▶ REQUIRED WORK: Summarize the avocado article in two sentences.

▶ SOURCE:
___

In recent years, avocados have become synonymous with Millennial culture. Instagram is filled with photos of stylish avocado-dressed grain bowls. Every hipster café features avocado toast on their menu. ‘Clean’ beauty lovers proclaim its benefits while cute cartoons of smiling avocados decorate t-shirts. Avocados have even been blamed for the lack of home ownership amongst the under-35s. Seen as a healthy and ‘sustainable’ food choice by those trying to reduce their meat consumption, it is worth taking a deeper look to consider whether avocados really stand up to their reputation.
Indigenous to Central and South America, avocados have long been a staple food of the region. Avocado is a derivative of the Spanish word aguacate, which in turn comes from the Aztec word ahuacatl. For over 3,000 years, local people have relied on the fruit for nutrition. Avocados have high levels of oleic acid (a monounsaturated fat), making it beneficial for individuals whose diets are not high in animal fats (meat, dairy, fish) and it has good levels of B vitamins, vitamin C, vitamin E and potassium. Indigenous tribes across the Americas learnt to cultivate avocado trees successfully and the fruit increasingly took on an important cultural role within their communities.
Following the discovery of the New World, a flood of new foods returned to Europe as explorers and colonists sailed back across the ocean and transatlantic trade began. Chocolate, coffee and potatoes suddenly entered the European diet and avocados made a similar debut. Spanish colonisers brought avocados to Europe in 1601, and soon, as European expansion continued, the avocado was cultivated across the globe, particularly in India and Indonesia.
Today, avocados are found in a wide variety of locales. However, avocados can be quite temperamental to grow. Avocado trees need to have stable conditions and do not react well to frosts. Wind also negatively impacts the tree due to the decline in humidity. It requires 1 metre deep soils and does not react well to salinity. These growth conditions make it highly susceptible to extreme weather events, which are all the more common due to climate change.

___

▶ Pointing dataset records:
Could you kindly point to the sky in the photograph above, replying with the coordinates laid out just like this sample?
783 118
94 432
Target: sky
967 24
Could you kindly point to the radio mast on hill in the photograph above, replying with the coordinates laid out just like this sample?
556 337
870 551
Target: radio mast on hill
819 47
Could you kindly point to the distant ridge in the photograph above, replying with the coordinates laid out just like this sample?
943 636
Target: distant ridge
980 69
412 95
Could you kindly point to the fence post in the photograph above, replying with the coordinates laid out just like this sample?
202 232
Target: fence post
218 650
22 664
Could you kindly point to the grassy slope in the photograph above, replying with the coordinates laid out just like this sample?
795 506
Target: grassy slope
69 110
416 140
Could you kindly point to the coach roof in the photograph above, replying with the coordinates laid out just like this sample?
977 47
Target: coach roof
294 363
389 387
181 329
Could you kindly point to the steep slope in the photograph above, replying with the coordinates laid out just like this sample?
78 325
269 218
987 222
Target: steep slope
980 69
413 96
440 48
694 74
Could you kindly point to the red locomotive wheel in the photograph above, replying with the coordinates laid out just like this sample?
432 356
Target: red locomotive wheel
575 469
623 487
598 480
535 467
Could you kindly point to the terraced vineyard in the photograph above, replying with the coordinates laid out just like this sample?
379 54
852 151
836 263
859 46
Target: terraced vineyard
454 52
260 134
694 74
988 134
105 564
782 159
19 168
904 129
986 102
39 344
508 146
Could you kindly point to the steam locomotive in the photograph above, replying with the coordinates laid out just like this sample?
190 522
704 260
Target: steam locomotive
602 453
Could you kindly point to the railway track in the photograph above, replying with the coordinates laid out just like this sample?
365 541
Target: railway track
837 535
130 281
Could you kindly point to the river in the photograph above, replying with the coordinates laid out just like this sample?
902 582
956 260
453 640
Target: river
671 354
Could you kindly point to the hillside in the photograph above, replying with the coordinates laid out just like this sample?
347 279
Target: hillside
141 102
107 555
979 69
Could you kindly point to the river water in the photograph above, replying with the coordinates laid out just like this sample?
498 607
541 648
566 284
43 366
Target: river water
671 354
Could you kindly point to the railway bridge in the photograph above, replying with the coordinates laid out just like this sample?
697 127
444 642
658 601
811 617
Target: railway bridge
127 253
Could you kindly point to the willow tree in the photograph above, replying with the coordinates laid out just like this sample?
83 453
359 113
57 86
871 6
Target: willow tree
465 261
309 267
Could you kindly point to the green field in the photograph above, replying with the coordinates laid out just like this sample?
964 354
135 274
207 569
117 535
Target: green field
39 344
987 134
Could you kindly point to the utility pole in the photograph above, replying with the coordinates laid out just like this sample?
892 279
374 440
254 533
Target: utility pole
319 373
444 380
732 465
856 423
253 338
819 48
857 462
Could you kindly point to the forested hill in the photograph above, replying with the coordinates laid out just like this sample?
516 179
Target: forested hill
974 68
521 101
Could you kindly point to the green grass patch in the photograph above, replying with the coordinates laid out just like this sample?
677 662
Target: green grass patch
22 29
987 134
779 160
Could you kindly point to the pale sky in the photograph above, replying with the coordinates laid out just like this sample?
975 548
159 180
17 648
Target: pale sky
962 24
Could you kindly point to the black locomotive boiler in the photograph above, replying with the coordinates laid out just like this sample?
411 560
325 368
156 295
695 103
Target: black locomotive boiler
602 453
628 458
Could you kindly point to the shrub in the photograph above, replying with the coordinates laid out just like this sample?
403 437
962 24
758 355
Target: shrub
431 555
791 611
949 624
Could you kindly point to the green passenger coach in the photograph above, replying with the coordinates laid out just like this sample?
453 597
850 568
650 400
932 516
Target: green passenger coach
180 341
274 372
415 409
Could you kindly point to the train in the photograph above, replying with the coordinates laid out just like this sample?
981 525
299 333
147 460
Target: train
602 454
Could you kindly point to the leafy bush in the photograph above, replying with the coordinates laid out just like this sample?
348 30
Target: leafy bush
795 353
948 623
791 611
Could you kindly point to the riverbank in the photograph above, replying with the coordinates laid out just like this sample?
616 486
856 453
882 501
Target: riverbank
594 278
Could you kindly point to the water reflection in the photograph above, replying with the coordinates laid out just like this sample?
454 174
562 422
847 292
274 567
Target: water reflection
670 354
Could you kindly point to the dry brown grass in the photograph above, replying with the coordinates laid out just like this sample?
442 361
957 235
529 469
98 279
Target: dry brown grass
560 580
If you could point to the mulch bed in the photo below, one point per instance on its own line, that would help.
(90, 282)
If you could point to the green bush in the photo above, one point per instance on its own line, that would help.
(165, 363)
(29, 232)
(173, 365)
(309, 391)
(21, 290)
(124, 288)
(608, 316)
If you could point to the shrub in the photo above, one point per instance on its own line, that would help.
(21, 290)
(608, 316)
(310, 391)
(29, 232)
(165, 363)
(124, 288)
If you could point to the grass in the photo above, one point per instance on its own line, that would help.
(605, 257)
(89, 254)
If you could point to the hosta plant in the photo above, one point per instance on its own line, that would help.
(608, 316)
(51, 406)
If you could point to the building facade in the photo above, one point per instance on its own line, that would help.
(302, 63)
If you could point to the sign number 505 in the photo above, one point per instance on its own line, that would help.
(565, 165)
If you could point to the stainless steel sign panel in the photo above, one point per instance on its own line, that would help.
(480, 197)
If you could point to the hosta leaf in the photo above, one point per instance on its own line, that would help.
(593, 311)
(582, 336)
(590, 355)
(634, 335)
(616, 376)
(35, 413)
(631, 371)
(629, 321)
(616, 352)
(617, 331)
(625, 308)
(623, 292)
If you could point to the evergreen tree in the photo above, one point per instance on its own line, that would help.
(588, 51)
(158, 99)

___

▶ RESULT OF THE EXERCISE: Avocados, native to Central and South America and relied on there for over 3,000 years, have become linked with Millennial culture and are seen as a healthy, sustainable food, which prompts a closer look at whether they deserve that reputation. Spanish colonizers brought them to Europe in 1601 and cultivation spread across the globe, yet the trees are hard to grow because they need stable conditions without frost, wind or salinity, leaving them highly susceptible to extreme weather that climate change makes more common.